[[ Reading text open ]]

Russia also is one of the biggest exporters of oil and gas in the world. Its economy and its government depend hugely on the revenues this brings in. Before the current oil crisis, Putin described the disruption caused by ‘green technologies’ as a one of the “main challenges and threats” to Russia’s economic security.
The combination of historically low oil prices and demand, institutional shifts away from fossil fuels, electrification and the increasing dominance of renewables, will result in a loss of oil revenues along with the economic security, stability and geopolitical leverage it provides. As described by the Economist, the Middle East and Russia are ill prepared: “rapidly falling oil revenues can force an autocratic state to break its bargain with the people, leading to economic turmoil, social instability and regional tension”.
- In BP’s 2019 oil demand outlook through 2040, aviation and marine transport were set to account for nearly half of the increase in energy used in transport in the 2030s – considering the dramatic drop in demand from COVID-19, many analysts believe that COVID could speed up the arrival of peak oil demand “The virus will bring forward peak demand for fossil fuels” in an industry already heading towards a structural peak created by nations committing to net zero future emissions. “Peak emissions was almost certainly 2019, and perhaps peak fossil fuels as well,” said Kingsmill Bond, at analysts Carbon Tracker.
Analysts also forecast that coal will not recover from the pandemic “Covid-19 will slash coal emissions so much this year that the industry will never recover, even with a continued build-out in India and elsewhere. The crash in natural gas prices, record-cheap solar and wind power, and climate and health concerns have undercut the industry permanently.”
- By the end of September, the public debt in the US will be larger than the $21 trillion economy, according to CRFB calculations. The recession’s impact will push the debt past the previous record of 106 percent of the economy, set in 1946. Atif Mian, economics professor at Princeton University warns “We should be very worried…We are talking about a level of debt that would certainly be unprecedented in modern history or in history, period. We are definitely at a tipping point.”
- The 2018 report ‘A New world – Geopolitics of the Energy Transformation’ demonstrates that the rapid growth of renewable energy will “redraw the geopolitical map in the 21st century”. As countries embracing renewables achieve energy independence and security, power will shift away from those whose main exports were fossil fuels. The Middle East and North Africa, together with Russia and other countries in the Commonwealth of Independent States will be most exposed to economic decline (>24% GDP). Countering this loss will be large economic gains for current importers – Europe, China and Japan are currently heavily reliant on fossil fuel imports but would increase their energy independence as renewable energy shares grow, regaining 3-5%) of GDP. Globally, the World Trade Organisation puts the cost of fossil fuel imports at around US$1.9 trillion – representing a large pool for dependent nations to redistribution across the economy.

[[ Reading text closed ]]
[[ Exercise data open ]]

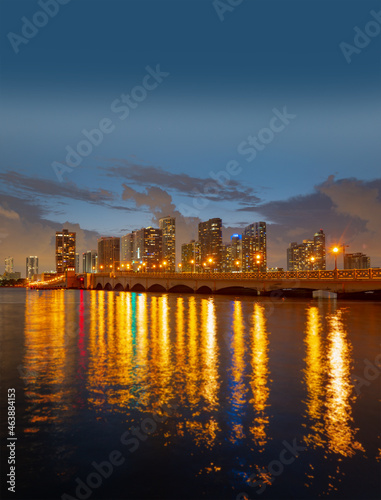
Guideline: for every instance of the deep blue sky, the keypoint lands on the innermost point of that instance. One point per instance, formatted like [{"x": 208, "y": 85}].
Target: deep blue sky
[{"x": 225, "y": 78}]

[[ Exercise data closed ]]

* Your task: Write out the passage of the energy text starting at "- In BP’s 2019" and ending at "analysts Carbon Tracker.", switching "aviation and marine transport" to "road and rail transport".

* Answer box:
- In BP’s 2019 oil demand outlook through 2040, road and rail transport were set to account for nearly half of the increase in energy used in transport in the 2030s – considering the dramatic drop in demand from COVID-19, many analysts believe that COVID could speed up the arrival of peak oil demand “The virus will bring forward peak demand for fossil fuels” in an industry already heading towards a structural peak created by nations committing to net zero future emissions. “Peak emissions was almost certainly 2019, and perhaps peak fossil fuels as well,” said Kingsmill Bond, at analysts Carbon Tracker.